PROVIDED PASSAGE -
┄┄┄┄┄┄┄┄┄┄┄┄┄┄┄┄┄┄┄┄

Gray Cook: Sequence of Core Firing

What’s your corrective strategy to get proper core firing? From rolling to crawling, Gray Cook gives his program to get everything firing in the right order.

If you had to correct his rotary stability and we had a room over there with all the equipment Perform Better has, Brett and I are going to give you 12 minutes. You have to come back here with symmetrical rotary stability.

What are some of the things you would attempt here?

Would you just practice the test? Would you do some type of core engagement?

Are side planks coming out because you’re at a loss?

You have to change that pattern. That’s the competition for all the trainers and coaches in this room. Everybody gets a clone of him. You get to train him for 12 minutes. We want you to come back and demonstrate the rotary stability clean.

Corrective strategy should give you feedback that quickly.

Will it stick? That’s a question on how much they’re going to participate with it. However, I’d suggest you distill that 12-minute correction down into a three-minute prep. You’re going to do it on a training day and a non-training day. You’re going to do this as a superset between vigorous sets, and a week from now it’s a non-issue.

A lot of people want to do a single correction and have it fixed forever.

A habit is making that. A habit is going to break that. I have to do the correction until I can backload some strength onto it.

Somebody give me a corrective suggestion real quick.

Wood chop or our spiral and diagonal patterns? The only thing I would say is that a wood chop is a half-kneeling or tall-kneeling pattern. It could definitely change that, but following a developmental strategy, what is the lowest position that I could take into?

Rolling. It’s rolling.

┄┄┄┄┄┄┄┄┄┄┄┄┄┄┄┄┄┄┄┄

(Natural language descriptions of regions)
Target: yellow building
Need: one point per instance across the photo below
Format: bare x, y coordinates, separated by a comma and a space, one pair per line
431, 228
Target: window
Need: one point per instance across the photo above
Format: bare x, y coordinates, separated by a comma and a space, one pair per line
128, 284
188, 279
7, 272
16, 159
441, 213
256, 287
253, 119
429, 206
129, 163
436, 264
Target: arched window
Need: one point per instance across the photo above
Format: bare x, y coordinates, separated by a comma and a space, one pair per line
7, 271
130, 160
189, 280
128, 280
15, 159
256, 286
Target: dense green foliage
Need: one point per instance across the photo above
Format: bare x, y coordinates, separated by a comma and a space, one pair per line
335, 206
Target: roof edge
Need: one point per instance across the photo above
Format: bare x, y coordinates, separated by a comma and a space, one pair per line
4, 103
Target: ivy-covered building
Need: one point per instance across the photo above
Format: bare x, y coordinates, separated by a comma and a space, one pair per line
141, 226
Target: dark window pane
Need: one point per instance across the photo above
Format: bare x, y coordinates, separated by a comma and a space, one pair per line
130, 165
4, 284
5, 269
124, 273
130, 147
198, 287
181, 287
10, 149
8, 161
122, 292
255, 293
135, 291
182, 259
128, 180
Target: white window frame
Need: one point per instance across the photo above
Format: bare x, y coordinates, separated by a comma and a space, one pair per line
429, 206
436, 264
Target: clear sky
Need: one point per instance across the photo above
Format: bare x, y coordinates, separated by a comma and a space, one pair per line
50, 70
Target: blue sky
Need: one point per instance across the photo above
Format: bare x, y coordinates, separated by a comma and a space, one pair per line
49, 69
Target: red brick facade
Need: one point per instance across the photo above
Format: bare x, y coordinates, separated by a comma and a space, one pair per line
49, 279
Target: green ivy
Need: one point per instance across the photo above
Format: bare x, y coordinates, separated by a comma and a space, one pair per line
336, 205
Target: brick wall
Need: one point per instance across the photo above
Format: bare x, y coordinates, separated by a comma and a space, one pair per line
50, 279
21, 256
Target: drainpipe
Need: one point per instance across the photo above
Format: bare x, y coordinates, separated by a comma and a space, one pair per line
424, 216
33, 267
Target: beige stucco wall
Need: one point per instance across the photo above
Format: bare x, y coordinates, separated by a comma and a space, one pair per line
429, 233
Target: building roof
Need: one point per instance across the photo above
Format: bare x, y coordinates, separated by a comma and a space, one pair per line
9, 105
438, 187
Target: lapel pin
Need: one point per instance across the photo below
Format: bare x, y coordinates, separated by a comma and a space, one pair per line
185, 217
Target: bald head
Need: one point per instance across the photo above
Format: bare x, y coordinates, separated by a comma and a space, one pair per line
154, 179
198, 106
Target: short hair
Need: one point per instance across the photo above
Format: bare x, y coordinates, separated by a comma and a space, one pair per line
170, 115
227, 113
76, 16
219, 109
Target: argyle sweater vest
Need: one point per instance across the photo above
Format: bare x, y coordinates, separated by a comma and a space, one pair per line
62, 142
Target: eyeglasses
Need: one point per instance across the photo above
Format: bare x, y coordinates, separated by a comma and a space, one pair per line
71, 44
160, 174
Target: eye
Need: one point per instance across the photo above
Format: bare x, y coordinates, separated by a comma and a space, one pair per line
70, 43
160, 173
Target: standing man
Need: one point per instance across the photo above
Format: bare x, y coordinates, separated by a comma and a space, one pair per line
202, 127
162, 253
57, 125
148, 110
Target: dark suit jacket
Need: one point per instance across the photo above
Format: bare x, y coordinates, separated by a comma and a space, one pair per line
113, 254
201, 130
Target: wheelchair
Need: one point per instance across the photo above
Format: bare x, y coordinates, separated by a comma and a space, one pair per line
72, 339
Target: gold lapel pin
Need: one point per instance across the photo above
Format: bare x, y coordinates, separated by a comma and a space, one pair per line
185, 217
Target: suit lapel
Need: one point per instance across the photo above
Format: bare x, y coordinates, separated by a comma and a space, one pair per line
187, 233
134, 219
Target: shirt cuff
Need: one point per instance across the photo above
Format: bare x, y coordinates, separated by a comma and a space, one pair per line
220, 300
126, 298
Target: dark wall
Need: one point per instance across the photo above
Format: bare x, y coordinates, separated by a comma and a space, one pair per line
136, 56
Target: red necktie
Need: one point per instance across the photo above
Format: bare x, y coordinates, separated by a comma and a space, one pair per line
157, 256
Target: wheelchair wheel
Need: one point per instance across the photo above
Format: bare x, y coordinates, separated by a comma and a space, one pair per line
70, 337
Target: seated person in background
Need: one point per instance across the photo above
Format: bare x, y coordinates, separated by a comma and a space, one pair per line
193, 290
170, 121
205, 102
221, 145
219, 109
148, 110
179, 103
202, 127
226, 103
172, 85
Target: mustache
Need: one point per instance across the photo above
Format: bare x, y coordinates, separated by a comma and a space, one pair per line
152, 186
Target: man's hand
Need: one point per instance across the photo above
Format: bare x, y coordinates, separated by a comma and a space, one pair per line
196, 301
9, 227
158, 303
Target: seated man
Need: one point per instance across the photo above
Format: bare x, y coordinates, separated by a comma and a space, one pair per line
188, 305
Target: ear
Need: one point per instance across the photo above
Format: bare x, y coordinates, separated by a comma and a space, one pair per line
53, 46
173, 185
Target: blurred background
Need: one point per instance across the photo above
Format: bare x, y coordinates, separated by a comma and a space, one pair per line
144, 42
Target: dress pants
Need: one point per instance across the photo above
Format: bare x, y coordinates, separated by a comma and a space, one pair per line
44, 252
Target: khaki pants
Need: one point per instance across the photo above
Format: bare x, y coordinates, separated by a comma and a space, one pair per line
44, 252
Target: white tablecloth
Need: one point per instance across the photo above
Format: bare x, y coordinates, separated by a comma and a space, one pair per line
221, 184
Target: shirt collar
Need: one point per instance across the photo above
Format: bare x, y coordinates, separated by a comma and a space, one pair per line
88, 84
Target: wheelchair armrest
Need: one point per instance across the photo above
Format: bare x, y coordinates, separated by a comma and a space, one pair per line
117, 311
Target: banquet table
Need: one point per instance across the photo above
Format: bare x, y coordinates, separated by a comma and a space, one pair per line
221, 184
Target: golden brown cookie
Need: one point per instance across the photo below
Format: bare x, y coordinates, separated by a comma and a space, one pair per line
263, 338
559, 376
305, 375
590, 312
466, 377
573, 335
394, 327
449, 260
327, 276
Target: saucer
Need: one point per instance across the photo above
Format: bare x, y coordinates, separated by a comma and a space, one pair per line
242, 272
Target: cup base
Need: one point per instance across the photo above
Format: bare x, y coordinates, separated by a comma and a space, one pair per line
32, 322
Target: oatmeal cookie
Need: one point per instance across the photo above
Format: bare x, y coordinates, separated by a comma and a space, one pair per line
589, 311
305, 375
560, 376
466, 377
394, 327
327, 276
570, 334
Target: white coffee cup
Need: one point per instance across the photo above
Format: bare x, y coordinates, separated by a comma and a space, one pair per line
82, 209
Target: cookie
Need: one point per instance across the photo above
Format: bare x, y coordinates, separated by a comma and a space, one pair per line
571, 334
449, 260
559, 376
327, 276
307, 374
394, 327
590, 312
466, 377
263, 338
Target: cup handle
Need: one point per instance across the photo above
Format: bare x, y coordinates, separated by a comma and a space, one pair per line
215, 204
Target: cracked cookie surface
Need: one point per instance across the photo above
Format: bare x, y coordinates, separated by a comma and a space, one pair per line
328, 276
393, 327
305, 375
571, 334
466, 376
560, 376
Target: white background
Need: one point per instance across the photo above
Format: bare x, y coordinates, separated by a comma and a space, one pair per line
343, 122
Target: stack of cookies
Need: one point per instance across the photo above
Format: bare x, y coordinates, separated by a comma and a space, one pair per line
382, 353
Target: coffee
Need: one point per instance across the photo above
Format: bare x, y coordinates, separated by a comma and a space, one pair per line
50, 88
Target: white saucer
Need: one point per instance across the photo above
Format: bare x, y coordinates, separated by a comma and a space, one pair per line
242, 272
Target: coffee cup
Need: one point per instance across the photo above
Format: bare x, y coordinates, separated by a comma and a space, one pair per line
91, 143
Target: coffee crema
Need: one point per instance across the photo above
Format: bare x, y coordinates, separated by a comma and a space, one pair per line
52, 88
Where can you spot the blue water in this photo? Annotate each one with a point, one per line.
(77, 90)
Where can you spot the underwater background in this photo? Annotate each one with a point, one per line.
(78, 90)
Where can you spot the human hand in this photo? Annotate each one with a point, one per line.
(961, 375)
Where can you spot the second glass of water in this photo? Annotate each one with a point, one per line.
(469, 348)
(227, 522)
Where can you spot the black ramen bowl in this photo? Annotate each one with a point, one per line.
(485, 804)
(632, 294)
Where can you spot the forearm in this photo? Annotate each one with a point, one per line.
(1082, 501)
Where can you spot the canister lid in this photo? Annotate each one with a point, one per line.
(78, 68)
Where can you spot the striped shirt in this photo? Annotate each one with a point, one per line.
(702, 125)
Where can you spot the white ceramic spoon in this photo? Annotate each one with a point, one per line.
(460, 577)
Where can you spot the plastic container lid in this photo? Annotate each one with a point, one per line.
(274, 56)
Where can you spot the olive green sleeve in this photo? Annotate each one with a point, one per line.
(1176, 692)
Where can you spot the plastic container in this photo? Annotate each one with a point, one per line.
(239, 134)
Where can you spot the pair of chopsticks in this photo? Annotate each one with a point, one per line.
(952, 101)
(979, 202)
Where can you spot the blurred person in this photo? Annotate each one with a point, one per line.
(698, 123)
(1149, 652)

┄┄┄┄┄┄┄┄┄┄┄┄┄┄┄┄┄┄┄┄

THE PROBLEM - Using the core firing passage, say whether each statement agrees with it. Answer yes or no for each, and quote the deciding words exactly. (a) The speaker suggests turning the 12-minute correction into a three-minute prep. (b) The prep is meant to be done only on training days. (c) The wood chop is described as a standing pattern. The rows are separate material and have no connection to the core firing passage.

ANSWER FOR THIS EXERCISE -
(a) Yes: "I’d suggest you distill that 12-minute correction down into a three-minute prep."
(b) No: "You’re going to do it on a training day and a non-training day."
(c) No: "a wood chop is a half-kneeling or tall-kneeling pattern."